» **EXERCISE OBJECTIVE**: Please return the lines of the data that contain "Quick".
DATASET CONTENT below:
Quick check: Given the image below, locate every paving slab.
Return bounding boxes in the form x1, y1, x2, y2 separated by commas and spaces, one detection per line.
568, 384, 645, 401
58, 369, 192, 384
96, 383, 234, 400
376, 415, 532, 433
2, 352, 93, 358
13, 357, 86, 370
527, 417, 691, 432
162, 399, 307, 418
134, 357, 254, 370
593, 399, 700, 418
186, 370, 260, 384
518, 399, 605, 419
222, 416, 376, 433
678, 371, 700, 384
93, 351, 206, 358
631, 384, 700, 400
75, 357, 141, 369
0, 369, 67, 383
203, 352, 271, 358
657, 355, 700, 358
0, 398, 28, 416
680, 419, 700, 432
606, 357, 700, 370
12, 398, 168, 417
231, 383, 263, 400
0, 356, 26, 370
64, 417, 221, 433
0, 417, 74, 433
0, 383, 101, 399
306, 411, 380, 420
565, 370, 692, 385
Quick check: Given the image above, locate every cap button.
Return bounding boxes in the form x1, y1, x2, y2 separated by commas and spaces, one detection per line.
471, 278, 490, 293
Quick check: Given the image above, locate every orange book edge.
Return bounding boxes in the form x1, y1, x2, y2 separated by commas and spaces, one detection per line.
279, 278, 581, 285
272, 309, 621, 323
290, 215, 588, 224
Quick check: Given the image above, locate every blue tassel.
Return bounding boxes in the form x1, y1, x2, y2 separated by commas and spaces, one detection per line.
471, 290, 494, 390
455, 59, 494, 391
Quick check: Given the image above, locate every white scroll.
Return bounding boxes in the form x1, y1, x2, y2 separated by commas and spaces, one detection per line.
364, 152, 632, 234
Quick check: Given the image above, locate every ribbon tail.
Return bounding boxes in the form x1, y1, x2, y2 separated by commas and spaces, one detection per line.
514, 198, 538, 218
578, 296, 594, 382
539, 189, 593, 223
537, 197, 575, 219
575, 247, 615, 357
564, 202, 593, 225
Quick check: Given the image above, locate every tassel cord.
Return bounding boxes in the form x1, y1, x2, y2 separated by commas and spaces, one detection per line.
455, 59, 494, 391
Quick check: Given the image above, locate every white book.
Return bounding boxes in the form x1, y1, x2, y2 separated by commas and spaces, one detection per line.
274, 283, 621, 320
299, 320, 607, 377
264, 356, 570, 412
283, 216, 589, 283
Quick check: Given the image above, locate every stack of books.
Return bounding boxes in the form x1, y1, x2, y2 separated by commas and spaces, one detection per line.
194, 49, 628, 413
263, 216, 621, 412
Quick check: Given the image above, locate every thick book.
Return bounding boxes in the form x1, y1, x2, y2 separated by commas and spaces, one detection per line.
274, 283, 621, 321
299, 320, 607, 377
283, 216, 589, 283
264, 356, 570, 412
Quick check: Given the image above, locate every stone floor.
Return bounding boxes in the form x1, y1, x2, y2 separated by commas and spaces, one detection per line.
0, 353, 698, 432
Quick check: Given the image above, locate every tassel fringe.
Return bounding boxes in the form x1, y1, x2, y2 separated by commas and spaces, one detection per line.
End of DATASET CONTENT.
» **EXERCISE ANSWER**:
Quick check: Given the image below, locate every paving slab.
Quick check: Given the image above, locate every cap button.
Quick check: Given the image above, locate every orange book edge.
Quick check: Given the image above, locate every blue tassel.
Quick check: Given the image above, locate every white scroll.
Quick check: Given the image above, locate every ribbon tail.
Quick check: Given the image above, locate every tassel cord.
Quick check: Given the image above, locate every white book.
Quick check: Given the image above, locate every stack of books.
Quick check: Given the image above, locate every thick book.
Quick check: Given the image above, locate every stone floor.
Quick check: Given the image above, locate every tassel fringe.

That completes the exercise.